READING TEXT:
-- begin --
Primera B Nacional
- Season: 2018–19
- Dates: 25 August 2018 – 8 June 2019
- Champions: Arsenal (1st title)
- Promoted: Arsenal Central Córdoba (SdE)
- Relegated: Los Andes Olimpo
- Matches played: 315
- Goals scored: 648 (2.06 per match)
- Top goalscorer: 3 players (15 goals each)

= 2018–19 Primera B Nacional =

34th season of the second-tier football league in Argentina

The 2018–19 Argentine Primera B Nacional was the 34th season of the Argentine second division. The season began on 25 August 2018 and ended on 8 June 2019. Twenty-five teams competed in the league, seventeen returning from the 2017–18 season, four teams that were relegated from Primera División and two teams promoted from Federal A and B Metropolitana.
-- end --
INSTRUCTIONS TO FOLLOW: Return the 2018–19 Primera B Nacional text above in full, word for word.

GIVEN INFORMATION:
-- begin --
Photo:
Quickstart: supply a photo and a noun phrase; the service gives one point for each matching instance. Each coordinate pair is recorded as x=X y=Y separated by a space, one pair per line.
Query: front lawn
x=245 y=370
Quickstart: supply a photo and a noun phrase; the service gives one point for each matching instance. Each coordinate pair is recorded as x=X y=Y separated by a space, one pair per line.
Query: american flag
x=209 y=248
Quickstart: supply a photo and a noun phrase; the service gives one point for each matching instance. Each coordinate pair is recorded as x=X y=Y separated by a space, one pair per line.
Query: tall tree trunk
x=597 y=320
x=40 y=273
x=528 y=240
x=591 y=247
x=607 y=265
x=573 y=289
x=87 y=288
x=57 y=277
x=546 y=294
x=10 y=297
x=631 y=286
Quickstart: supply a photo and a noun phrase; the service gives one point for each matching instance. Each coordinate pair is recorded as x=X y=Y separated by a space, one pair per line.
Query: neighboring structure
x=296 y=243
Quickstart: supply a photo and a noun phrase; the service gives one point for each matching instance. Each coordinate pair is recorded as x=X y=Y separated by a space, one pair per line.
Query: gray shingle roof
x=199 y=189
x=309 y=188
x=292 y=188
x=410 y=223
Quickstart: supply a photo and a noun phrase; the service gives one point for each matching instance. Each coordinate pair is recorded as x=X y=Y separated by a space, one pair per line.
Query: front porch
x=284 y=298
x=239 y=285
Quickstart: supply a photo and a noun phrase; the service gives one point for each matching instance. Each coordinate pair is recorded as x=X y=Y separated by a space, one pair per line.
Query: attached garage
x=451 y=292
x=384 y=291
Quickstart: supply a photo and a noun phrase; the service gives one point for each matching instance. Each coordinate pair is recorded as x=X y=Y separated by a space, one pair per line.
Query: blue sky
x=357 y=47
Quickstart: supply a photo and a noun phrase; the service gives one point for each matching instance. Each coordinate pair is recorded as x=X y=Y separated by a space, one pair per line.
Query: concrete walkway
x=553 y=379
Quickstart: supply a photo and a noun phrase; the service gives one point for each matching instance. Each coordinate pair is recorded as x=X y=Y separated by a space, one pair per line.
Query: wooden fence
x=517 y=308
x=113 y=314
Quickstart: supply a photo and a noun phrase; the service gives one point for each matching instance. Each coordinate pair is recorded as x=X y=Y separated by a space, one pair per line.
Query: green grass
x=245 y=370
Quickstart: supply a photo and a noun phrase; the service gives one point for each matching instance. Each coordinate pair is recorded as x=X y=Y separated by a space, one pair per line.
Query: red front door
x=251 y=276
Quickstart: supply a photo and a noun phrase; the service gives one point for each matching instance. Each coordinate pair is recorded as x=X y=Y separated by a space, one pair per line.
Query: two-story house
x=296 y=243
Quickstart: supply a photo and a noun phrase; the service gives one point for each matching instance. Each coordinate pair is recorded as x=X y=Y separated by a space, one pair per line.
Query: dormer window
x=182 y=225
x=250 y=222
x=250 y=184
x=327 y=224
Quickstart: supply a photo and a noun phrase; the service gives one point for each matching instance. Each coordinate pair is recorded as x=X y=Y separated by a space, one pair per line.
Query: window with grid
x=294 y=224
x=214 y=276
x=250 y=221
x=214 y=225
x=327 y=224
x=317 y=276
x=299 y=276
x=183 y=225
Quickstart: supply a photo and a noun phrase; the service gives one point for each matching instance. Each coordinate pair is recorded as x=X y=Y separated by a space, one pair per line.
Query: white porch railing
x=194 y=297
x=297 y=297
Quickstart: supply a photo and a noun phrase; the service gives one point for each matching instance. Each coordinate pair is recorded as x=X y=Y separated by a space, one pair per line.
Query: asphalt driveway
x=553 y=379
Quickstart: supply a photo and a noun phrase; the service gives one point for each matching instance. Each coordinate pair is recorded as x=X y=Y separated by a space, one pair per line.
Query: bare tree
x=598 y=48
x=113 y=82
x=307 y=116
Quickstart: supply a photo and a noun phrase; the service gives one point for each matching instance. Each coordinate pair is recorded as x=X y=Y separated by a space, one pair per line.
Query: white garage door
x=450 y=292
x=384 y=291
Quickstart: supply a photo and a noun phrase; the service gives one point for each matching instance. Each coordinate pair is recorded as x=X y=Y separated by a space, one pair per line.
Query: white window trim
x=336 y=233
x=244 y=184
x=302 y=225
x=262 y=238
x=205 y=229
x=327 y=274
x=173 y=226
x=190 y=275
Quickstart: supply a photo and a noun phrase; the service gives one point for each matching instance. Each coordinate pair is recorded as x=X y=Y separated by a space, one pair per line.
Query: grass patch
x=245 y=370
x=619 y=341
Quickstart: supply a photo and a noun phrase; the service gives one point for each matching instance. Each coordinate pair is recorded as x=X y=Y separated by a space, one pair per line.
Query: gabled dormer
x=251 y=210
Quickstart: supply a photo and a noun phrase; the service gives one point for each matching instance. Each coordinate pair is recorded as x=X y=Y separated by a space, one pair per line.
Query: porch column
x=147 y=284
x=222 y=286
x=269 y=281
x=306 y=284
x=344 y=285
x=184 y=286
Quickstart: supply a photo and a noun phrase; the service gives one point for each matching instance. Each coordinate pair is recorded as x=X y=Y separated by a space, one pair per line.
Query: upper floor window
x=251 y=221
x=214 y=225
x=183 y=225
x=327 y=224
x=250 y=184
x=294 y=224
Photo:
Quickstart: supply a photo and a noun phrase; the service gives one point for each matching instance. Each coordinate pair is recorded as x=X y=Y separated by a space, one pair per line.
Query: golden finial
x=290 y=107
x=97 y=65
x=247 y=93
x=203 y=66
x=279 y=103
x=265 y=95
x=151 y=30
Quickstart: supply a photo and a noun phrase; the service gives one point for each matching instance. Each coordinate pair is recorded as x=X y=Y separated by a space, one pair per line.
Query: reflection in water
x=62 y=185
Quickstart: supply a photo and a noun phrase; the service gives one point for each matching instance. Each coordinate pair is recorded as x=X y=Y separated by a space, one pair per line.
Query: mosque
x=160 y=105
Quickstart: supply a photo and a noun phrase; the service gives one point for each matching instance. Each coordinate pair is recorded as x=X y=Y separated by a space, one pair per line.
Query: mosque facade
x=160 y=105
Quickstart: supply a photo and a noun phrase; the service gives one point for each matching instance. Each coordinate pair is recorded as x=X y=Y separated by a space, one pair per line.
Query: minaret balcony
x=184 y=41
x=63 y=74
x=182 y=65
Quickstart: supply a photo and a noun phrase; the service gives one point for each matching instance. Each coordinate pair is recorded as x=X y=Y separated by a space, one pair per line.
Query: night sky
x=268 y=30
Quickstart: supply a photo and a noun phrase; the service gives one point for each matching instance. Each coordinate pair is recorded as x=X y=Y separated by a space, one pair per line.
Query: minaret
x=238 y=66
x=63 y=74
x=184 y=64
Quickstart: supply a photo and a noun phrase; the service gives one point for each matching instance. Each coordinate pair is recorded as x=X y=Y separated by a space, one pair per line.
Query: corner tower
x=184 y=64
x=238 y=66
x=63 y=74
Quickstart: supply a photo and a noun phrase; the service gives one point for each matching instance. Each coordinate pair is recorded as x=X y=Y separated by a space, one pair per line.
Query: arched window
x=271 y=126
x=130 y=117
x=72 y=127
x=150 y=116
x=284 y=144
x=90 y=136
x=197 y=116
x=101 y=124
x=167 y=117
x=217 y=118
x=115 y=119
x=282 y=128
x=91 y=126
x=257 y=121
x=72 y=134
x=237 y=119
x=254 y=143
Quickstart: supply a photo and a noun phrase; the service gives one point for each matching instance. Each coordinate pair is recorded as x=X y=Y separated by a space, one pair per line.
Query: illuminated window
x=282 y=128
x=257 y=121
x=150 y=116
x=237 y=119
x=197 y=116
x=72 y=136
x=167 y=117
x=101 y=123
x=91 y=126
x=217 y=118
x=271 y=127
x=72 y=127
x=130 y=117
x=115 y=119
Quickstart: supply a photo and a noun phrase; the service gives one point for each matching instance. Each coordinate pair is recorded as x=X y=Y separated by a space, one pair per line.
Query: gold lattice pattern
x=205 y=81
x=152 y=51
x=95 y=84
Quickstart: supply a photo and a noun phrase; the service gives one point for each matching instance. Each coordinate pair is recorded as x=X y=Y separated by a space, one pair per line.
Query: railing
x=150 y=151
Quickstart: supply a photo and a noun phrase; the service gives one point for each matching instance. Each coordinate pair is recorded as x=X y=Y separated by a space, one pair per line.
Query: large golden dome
-- end --
RESPONSE TO THIS TASK:
Primera B Nacional
- Season: 2018–19
- Dates: 25 August 2018 – 8 June 2019
- Champions: Arsenal (1st title)
- Promoted: Arsenal Central Córdoba (SdE)
- Relegated: Los Andes Olimpo
- Matches played: 315
- Goals scored: 648 (2.06 per match)
- Top goalscorer: 3 players (15 goals each)

= 2018–19 Primera B Nacional =

34th season of the second-tier football league in Argentina

The 2018–19 Argentine Primera B Nacional was the 34th season of the Argentine second division. The season began on 25 August 2018 and ended on 8 June 2019. Twenty-five teams competed in the league, seventeen returning from the 2017–18 season, four teams that were relegated from Primera División and two teams promoted from Federal A and B Metropolitana.